>> START MATERIAL PROVIDED
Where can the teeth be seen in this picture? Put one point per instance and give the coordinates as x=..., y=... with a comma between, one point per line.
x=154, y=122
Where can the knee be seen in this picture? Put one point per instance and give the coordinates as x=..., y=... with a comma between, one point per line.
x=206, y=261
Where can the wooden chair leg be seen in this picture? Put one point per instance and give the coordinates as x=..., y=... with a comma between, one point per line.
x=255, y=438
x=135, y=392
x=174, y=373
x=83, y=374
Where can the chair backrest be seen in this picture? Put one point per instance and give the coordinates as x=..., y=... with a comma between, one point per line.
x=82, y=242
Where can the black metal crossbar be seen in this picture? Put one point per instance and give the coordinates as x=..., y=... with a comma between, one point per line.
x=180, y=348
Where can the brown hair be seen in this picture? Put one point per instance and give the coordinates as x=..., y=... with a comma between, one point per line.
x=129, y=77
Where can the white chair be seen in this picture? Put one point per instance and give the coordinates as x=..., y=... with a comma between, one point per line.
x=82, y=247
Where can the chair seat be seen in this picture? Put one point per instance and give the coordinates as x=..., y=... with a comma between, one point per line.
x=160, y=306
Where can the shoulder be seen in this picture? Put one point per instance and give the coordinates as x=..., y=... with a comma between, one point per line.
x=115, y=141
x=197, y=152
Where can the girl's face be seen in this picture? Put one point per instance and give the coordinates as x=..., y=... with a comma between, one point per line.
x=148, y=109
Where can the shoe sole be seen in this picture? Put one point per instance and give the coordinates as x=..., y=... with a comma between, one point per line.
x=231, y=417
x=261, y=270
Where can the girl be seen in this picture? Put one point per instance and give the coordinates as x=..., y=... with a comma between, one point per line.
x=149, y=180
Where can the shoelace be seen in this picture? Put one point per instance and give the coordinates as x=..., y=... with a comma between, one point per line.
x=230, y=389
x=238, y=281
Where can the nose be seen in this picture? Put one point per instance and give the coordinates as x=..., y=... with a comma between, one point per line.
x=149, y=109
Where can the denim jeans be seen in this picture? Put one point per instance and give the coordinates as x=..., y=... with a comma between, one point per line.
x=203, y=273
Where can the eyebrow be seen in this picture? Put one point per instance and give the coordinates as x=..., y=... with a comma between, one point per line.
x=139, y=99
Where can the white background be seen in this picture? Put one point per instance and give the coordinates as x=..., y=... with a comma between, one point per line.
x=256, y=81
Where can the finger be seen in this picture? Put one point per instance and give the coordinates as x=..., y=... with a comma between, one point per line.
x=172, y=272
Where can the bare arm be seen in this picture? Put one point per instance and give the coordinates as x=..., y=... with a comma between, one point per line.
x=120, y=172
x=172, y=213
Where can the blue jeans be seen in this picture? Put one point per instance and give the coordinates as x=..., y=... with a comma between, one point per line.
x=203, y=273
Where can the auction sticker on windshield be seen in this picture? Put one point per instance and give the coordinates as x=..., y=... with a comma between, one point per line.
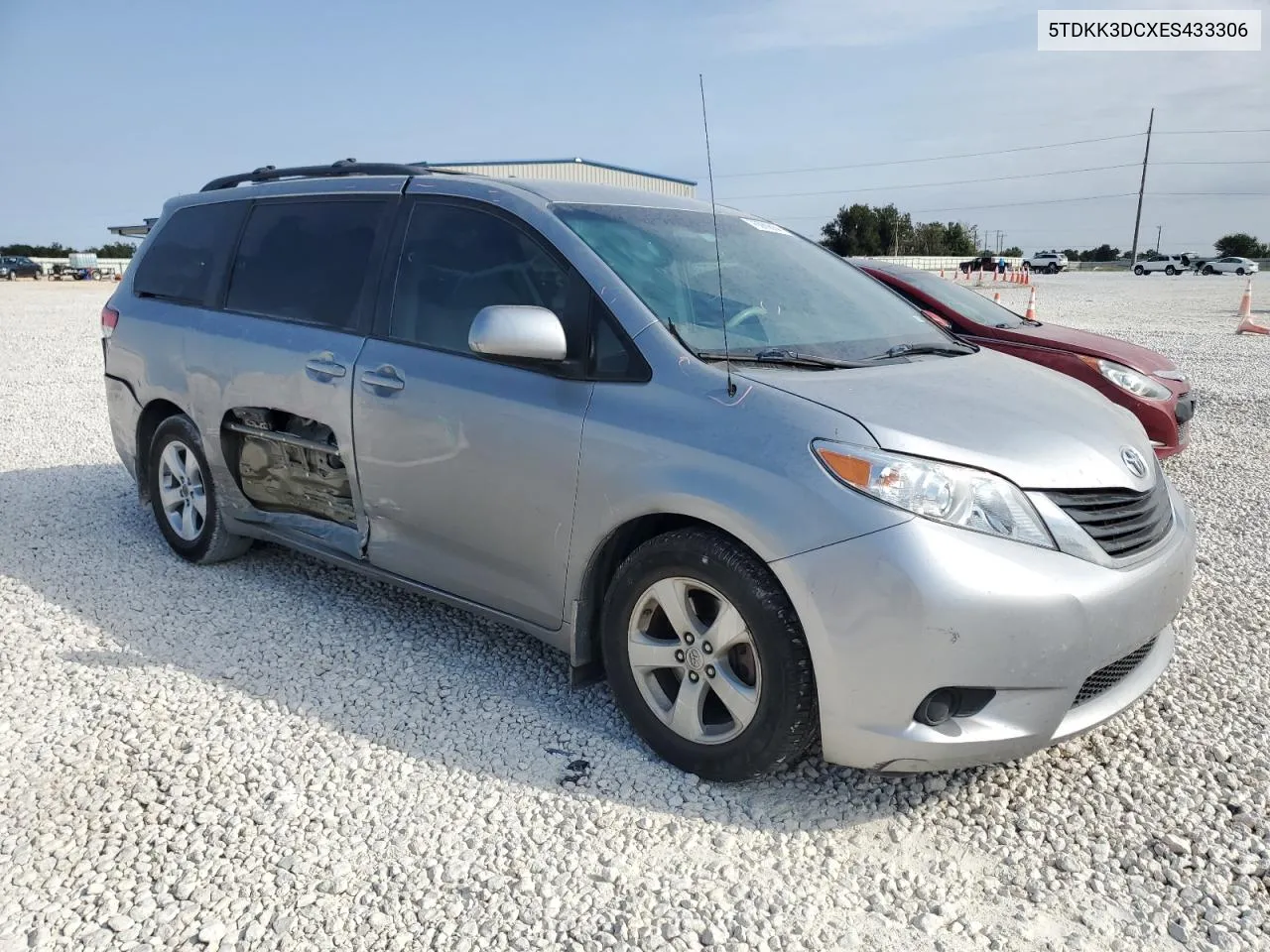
x=766, y=226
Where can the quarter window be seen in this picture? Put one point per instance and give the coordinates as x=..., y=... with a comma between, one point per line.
x=305, y=261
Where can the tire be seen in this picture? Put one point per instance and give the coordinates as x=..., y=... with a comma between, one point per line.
x=767, y=671
x=202, y=538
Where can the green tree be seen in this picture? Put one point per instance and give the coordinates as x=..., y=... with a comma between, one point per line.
x=116, y=249
x=1239, y=245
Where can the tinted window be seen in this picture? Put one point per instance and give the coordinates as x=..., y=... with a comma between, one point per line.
x=456, y=261
x=305, y=261
x=189, y=254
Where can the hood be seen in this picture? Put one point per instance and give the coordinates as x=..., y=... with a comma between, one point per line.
x=1038, y=428
x=1082, y=341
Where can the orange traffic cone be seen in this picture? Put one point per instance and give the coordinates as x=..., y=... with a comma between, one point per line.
x=1246, y=324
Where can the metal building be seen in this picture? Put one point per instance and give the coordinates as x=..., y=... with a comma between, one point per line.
x=578, y=171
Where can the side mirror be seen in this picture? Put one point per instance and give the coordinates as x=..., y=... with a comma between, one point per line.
x=517, y=330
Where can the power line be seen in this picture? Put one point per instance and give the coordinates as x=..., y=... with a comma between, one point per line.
x=1211, y=132
x=933, y=184
x=930, y=159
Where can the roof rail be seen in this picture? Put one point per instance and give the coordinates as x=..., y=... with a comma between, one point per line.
x=344, y=167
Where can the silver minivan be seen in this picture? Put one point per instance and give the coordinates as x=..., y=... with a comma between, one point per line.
x=765, y=497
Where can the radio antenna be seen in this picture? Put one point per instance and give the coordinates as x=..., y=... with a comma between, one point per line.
x=714, y=216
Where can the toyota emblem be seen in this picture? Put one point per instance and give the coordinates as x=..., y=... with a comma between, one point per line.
x=1133, y=462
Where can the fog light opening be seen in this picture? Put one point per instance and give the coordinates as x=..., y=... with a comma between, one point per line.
x=945, y=703
x=937, y=707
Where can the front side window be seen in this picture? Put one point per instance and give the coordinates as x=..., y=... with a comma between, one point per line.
x=190, y=253
x=305, y=261
x=457, y=259
x=779, y=290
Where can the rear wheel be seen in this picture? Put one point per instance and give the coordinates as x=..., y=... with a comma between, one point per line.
x=706, y=656
x=183, y=495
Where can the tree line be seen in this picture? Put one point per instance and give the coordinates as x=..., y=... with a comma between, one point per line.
x=113, y=249
x=883, y=230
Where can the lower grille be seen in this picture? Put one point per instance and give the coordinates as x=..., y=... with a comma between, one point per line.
x=1120, y=521
x=1106, y=678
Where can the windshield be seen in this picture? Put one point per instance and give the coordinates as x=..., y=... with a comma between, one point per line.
x=780, y=291
x=969, y=303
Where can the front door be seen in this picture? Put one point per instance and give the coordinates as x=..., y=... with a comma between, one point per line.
x=468, y=465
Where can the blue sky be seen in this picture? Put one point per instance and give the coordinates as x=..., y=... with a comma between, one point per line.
x=143, y=100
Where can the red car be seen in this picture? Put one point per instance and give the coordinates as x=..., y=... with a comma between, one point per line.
x=1139, y=380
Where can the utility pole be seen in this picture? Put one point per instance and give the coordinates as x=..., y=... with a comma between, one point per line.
x=1142, y=186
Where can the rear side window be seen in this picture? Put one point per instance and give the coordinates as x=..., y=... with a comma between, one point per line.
x=190, y=253
x=305, y=261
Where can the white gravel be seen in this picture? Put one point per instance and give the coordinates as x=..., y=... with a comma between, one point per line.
x=276, y=754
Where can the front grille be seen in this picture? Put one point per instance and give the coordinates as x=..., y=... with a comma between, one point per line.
x=1120, y=521
x=1106, y=678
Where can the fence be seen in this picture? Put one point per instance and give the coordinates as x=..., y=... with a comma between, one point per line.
x=107, y=266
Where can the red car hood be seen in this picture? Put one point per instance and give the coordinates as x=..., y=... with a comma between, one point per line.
x=1139, y=358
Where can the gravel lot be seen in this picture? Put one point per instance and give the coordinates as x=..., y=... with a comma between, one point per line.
x=276, y=754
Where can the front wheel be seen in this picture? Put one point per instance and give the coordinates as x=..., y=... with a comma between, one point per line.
x=183, y=495
x=706, y=657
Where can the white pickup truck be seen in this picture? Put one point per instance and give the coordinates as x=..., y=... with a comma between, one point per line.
x=1048, y=262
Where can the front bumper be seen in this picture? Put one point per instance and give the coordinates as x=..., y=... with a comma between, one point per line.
x=898, y=613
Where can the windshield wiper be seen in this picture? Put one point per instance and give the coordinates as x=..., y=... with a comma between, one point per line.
x=907, y=349
x=786, y=358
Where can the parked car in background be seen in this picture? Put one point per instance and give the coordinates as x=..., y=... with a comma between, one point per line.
x=1230, y=266
x=13, y=267
x=1194, y=262
x=81, y=266
x=1169, y=264
x=1142, y=381
x=983, y=263
x=701, y=454
x=1048, y=262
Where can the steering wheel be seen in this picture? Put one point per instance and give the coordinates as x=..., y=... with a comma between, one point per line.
x=752, y=311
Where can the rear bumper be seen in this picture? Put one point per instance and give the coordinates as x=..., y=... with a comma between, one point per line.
x=125, y=413
x=906, y=611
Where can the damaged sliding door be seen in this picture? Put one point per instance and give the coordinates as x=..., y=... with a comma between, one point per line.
x=284, y=350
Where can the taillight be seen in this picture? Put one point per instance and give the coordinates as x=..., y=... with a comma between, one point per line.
x=109, y=318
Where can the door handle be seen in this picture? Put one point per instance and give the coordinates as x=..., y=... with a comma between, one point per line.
x=382, y=379
x=324, y=366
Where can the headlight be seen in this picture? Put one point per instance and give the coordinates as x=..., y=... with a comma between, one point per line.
x=956, y=495
x=1128, y=379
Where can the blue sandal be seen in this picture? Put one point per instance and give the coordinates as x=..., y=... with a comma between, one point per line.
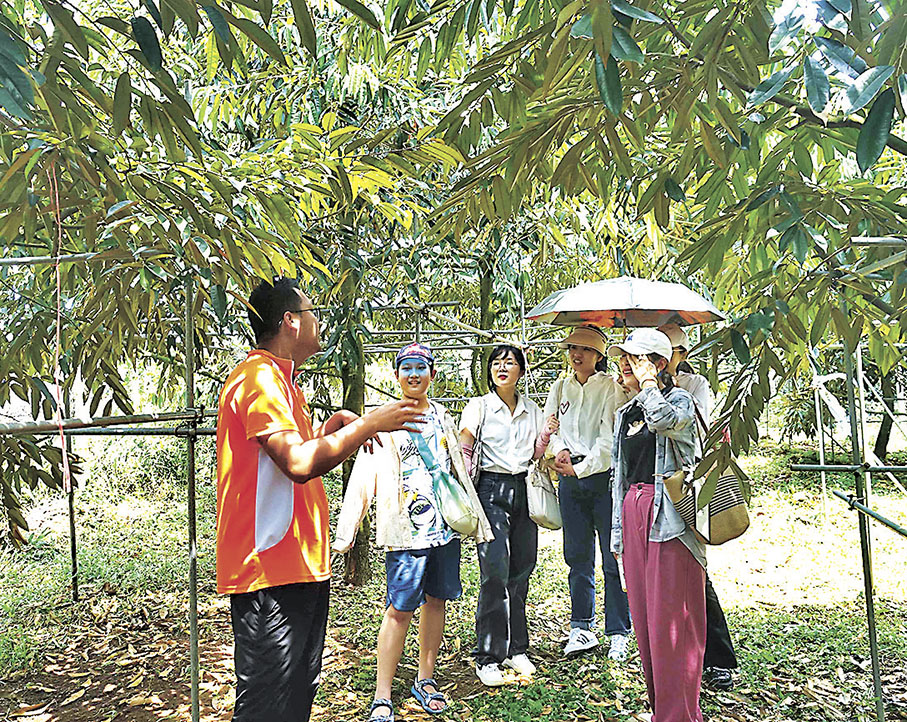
x=426, y=698
x=381, y=717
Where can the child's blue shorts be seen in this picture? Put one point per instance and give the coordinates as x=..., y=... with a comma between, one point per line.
x=411, y=574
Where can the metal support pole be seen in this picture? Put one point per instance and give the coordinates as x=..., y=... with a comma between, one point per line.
x=862, y=508
x=862, y=399
x=821, y=428
x=190, y=478
x=74, y=574
x=868, y=587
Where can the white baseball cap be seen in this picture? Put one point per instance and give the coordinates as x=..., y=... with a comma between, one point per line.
x=677, y=335
x=643, y=341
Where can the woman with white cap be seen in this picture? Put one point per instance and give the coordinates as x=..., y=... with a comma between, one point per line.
x=581, y=409
x=664, y=563
x=720, y=659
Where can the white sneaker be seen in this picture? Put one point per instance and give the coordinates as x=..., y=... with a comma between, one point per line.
x=619, y=645
x=490, y=674
x=521, y=664
x=581, y=640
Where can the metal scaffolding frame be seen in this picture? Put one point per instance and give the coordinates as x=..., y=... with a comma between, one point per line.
x=191, y=418
x=862, y=472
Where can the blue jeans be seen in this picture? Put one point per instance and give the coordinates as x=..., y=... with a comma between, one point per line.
x=586, y=509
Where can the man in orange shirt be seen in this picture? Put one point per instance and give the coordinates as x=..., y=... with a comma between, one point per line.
x=272, y=512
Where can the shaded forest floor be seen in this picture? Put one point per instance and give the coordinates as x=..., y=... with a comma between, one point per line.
x=791, y=589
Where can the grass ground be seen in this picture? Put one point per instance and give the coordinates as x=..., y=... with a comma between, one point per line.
x=791, y=589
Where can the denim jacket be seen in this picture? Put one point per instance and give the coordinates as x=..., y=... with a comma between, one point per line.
x=668, y=415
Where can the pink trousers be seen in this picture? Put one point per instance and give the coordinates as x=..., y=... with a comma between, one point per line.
x=666, y=590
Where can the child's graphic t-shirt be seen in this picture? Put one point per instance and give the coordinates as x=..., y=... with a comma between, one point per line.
x=427, y=525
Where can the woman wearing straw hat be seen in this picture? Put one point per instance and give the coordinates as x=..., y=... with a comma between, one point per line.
x=720, y=659
x=580, y=407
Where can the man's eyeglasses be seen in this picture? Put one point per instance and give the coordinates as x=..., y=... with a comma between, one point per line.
x=316, y=311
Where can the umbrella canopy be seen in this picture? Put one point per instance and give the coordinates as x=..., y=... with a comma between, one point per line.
x=625, y=301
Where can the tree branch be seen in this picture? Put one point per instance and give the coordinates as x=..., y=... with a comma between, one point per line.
x=897, y=144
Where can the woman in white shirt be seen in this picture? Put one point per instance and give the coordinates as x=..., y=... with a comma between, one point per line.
x=509, y=429
x=584, y=404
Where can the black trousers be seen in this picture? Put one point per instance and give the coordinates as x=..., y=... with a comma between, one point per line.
x=279, y=634
x=719, y=649
x=505, y=565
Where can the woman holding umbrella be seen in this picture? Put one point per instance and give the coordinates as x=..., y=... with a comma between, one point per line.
x=664, y=562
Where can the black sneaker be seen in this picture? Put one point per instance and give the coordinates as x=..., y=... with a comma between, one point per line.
x=718, y=678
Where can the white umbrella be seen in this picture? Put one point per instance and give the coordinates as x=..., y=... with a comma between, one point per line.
x=625, y=301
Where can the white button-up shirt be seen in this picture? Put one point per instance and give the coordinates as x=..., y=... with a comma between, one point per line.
x=586, y=415
x=508, y=440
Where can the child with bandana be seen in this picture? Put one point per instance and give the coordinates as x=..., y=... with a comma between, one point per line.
x=423, y=552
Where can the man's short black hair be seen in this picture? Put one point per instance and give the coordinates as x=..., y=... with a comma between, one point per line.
x=270, y=301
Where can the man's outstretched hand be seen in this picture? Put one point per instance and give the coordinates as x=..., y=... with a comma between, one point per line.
x=396, y=416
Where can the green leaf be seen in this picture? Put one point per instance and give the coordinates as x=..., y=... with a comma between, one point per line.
x=843, y=58
x=674, y=191
x=785, y=30
x=145, y=36
x=763, y=197
x=582, y=28
x=842, y=6
x=9, y=48
x=818, y=89
x=865, y=87
x=608, y=80
x=741, y=349
x=769, y=88
x=64, y=22
x=759, y=322
x=261, y=37
x=122, y=102
x=424, y=58
x=305, y=26
x=623, y=47
x=876, y=128
x=219, y=23
x=362, y=12
x=154, y=13
x=13, y=105
x=219, y=301
x=16, y=81
x=622, y=6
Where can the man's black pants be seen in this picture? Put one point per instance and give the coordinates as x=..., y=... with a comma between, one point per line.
x=279, y=634
x=719, y=650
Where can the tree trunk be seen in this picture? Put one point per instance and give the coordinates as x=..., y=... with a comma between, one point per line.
x=888, y=394
x=486, y=322
x=352, y=372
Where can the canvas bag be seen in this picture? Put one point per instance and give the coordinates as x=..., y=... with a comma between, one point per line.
x=723, y=517
x=453, y=501
x=544, y=508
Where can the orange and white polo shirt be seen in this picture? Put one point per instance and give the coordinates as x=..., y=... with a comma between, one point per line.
x=270, y=531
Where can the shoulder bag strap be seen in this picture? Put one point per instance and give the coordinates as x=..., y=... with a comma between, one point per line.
x=477, y=445
x=431, y=463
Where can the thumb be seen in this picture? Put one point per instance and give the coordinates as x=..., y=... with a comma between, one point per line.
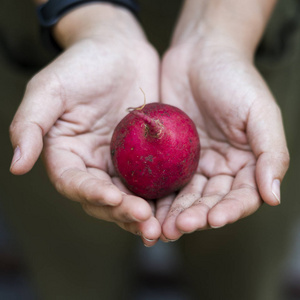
x=266, y=133
x=38, y=111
>> END MATERIAL PROVIDED
- _WHAT TO PRODUCE_
Copy the lines of the records above verbatim, starting at the line that contains "Where can the white gravel" and ending at the line that contains "x=786, y=358", with both of those lines included.

- _OUTPUT FOR THIS EXERCISE_
Where can the white gravel be seen in this picture? Put one point per instance and give the coordinates as x=..., y=... with a comma between, one point per line.
x=276, y=754
Where can the front grille be seen in this picture? Put one point per instance and give the coordinates as x=..., y=... with a comma between, one point per line.
x=1120, y=521
x=1106, y=678
Where can the fence be seen in this picture? Put one point per instance and give the coordinates as x=..., y=... with a comma between, one point per line.
x=107, y=266
Where can the red car hood be seen in this picture? Put one point per instance and give the coordinates as x=..., y=... with a comma between, one point per line.
x=1139, y=358
Where can the gravel lot be seen in this picture? Put one point per instance and give the coordinates as x=..., y=... with a comma between, one point per line.
x=276, y=754
Where can the front wheel be seen in this picture? Put one point per instance and give the coordinates as x=..., y=... with a comma between, one point per line.
x=183, y=495
x=706, y=657
Where can the white pickup truck be seen in this picture? Put one point per instance and give the coordinates as x=..., y=... with a comma between, one point per line.
x=1048, y=262
Where can the front bumper be seen in this picture? Put one point per instance and give the coordinates as x=..., y=... with a comma between, one point per line.
x=898, y=613
Where can the windshield wiper be seen in this picture? Put one point per instance and give the coordinates as x=..., y=... with a comma between, one point per line.
x=907, y=349
x=786, y=358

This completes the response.